> [Task statement] Extract each line of the material below that contains the string "sign", treating uppercase and lowercase as different.

> [Recorded data]
- - - -
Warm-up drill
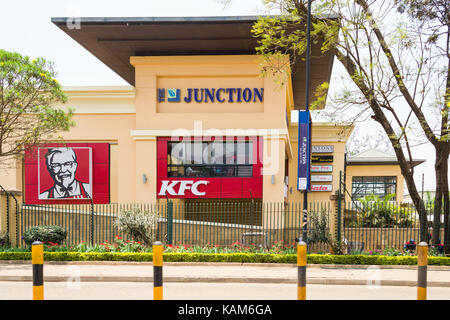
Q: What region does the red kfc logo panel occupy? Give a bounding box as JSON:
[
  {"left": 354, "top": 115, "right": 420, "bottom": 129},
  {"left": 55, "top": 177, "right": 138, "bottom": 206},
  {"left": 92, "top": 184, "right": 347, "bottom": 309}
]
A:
[{"left": 25, "top": 143, "right": 110, "bottom": 204}]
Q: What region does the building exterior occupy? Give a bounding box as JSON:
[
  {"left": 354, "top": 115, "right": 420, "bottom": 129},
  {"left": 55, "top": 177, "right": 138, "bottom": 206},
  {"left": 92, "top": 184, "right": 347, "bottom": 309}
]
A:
[{"left": 4, "top": 17, "right": 428, "bottom": 244}]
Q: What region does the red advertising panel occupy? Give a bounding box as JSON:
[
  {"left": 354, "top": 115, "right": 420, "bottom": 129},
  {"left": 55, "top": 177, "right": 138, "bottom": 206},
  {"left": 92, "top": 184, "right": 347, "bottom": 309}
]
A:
[
  {"left": 157, "top": 137, "right": 263, "bottom": 199},
  {"left": 24, "top": 143, "right": 110, "bottom": 204}
]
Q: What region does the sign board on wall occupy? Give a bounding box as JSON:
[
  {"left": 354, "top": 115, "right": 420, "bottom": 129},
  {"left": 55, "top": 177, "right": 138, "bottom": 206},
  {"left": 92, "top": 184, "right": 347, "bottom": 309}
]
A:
[
  {"left": 311, "top": 155, "right": 333, "bottom": 162},
  {"left": 311, "top": 184, "right": 333, "bottom": 191},
  {"left": 311, "top": 174, "right": 333, "bottom": 182},
  {"left": 297, "top": 111, "right": 311, "bottom": 190},
  {"left": 24, "top": 143, "right": 110, "bottom": 204},
  {"left": 311, "top": 165, "right": 333, "bottom": 172},
  {"left": 311, "top": 146, "right": 334, "bottom": 153}
]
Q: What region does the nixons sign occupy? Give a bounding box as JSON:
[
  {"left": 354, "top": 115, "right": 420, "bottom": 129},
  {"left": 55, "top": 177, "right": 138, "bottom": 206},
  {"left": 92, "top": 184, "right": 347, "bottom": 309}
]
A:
[{"left": 158, "top": 88, "right": 264, "bottom": 103}]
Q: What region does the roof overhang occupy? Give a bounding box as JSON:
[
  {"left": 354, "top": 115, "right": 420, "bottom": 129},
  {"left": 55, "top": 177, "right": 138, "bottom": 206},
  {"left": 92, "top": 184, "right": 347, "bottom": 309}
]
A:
[{"left": 51, "top": 16, "right": 334, "bottom": 109}]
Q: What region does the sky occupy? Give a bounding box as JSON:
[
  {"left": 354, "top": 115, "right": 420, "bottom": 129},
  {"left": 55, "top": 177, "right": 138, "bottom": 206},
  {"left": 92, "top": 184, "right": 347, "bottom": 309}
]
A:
[{"left": 0, "top": 0, "right": 442, "bottom": 195}]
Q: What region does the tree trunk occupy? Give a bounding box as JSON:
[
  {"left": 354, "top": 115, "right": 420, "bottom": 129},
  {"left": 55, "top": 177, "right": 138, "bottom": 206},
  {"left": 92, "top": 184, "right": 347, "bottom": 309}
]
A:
[
  {"left": 431, "top": 144, "right": 447, "bottom": 247},
  {"left": 440, "top": 142, "right": 450, "bottom": 254}
]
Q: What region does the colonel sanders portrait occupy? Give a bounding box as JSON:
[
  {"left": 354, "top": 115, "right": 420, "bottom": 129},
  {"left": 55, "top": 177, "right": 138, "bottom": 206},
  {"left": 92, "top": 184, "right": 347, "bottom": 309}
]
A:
[{"left": 39, "top": 148, "right": 92, "bottom": 199}]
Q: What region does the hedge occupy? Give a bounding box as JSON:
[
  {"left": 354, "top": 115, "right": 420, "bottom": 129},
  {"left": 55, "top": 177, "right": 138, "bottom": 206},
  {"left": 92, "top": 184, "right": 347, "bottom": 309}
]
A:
[{"left": 0, "top": 252, "right": 450, "bottom": 266}]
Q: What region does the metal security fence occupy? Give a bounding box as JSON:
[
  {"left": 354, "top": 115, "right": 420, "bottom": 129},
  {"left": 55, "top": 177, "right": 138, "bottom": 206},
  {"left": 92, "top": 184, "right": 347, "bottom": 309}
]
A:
[
  {"left": 343, "top": 201, "right": 444, "bottom": 253},
  {"left": 17, "top": 200, "right": 332, "bottom": 251}
]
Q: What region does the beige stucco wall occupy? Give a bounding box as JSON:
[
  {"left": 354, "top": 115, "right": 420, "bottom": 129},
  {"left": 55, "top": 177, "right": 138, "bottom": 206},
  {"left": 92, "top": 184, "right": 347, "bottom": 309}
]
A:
[{"left": 130, "top": 55, "right": 292, "bottom": 202}]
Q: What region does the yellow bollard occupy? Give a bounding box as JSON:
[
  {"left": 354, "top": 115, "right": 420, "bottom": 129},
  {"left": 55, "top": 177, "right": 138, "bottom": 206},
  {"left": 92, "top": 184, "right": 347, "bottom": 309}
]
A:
[
  {"left": 417, "top": 242, "right": 428, "bottom": 300},
  {"left": 31, "top": 241, "right": 44, "bottom": 300},
  {"left": 153, "top": 241, "right": 164, "bottom": 300},
  {"left": 297, "top": 241, "right": 306, "bottom": 300}
]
- - - -
> [Solution to the problem]
Q: What region does the sign board on wall occupy? Give a bounding box as JSON:
Q: What region does the nixons sign occupy? Give a bounding box as JSON:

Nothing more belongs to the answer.